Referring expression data
══════════

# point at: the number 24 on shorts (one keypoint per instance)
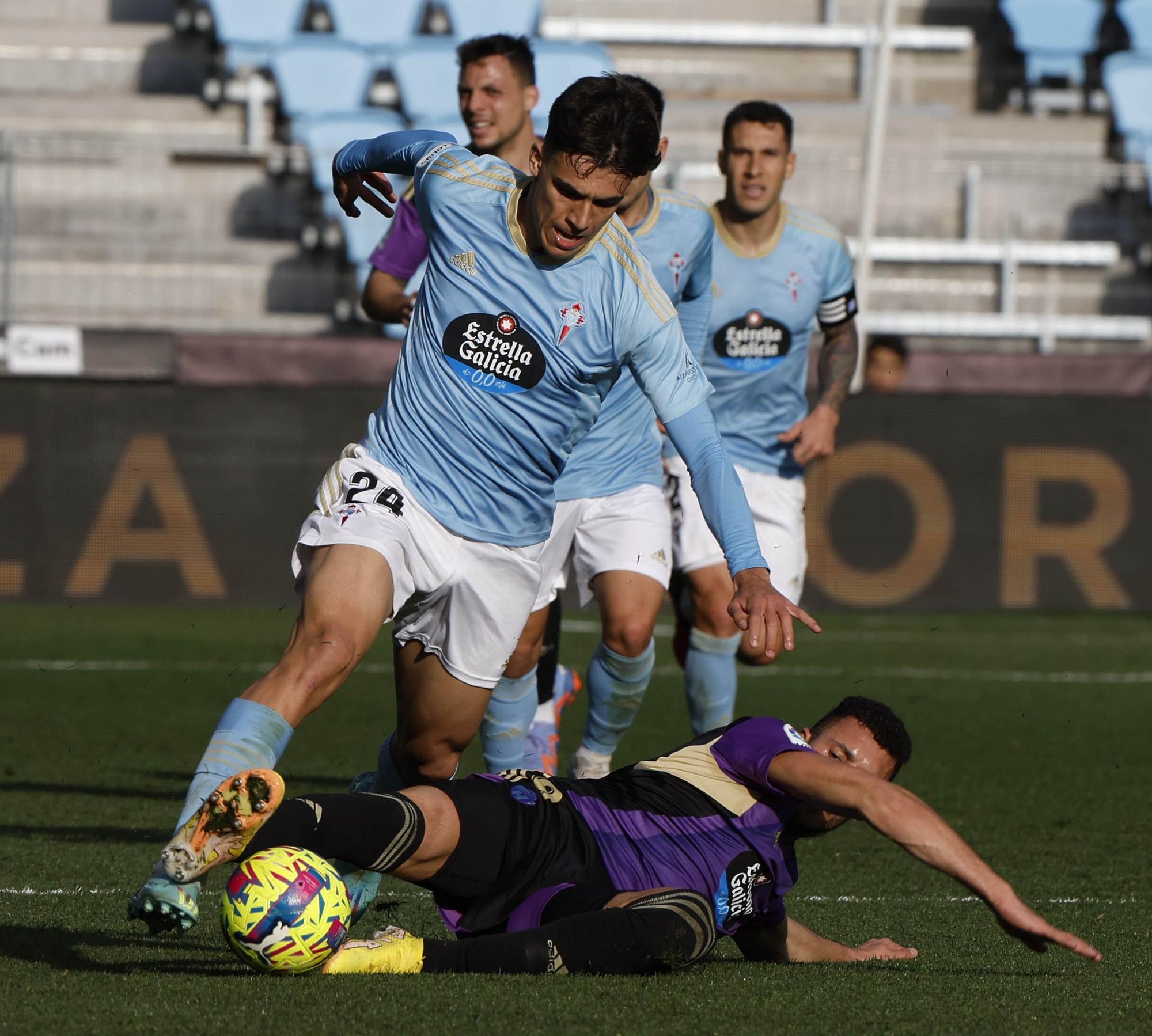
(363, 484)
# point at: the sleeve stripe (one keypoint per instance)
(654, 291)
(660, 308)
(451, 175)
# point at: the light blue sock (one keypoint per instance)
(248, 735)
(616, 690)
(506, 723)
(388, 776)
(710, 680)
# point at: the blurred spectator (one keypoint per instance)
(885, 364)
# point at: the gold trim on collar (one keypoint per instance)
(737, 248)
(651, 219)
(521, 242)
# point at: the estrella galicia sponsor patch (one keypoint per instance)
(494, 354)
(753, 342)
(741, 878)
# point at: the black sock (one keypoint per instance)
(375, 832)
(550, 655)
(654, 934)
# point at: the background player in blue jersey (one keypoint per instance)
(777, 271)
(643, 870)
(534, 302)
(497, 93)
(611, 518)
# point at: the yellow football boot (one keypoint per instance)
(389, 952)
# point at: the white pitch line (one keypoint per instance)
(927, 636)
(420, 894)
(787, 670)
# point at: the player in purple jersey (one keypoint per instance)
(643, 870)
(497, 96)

══════════

→ What you have to do
Give every entry again verbatim, with no pictures.

→ Answer space
# point at: the number 24 on shorts (one keypoint per instance)
(363, 484)
# point at: the sleeve stripe (one keypoint per instance)
(654, 291)
(660, 308)
(451, 175)
# point at: the light blue sock (one keypoint per instance)
(248, 735)
(616, 690)
(506, 723)
(388, 776)
(710, 680)
# point at: the blurred spectator (one keypoint per instance)
(885, 364)
# point at: the gold trim on collar (one keypoint per instance)
(737, 248)
(651, 219)
(521, 242)
# point at: the estrella galicia sponsor patch (one keypoint per instance)
(494, 354)
(753, 342)
(741, 878)
# point at: the black sock (one keypoint per instance)
(375, 832)
(550, 655)
(654, 934)
# point at: the background player in blue jersey (one keypoint per instance)
(777, 271)
(643, 870)
(534, 302)
(497, 93)
(611, 518)
# point at: the yellow football boot (one keypoint per instance)
(389, 952)
# point at: the white pitch line (one keypoint per instance)
(927, 636)
(420, 894)
(787, 670)
# point at: the player in purple jersey (one keypoint per instance)
(643, 870)
(497, 96)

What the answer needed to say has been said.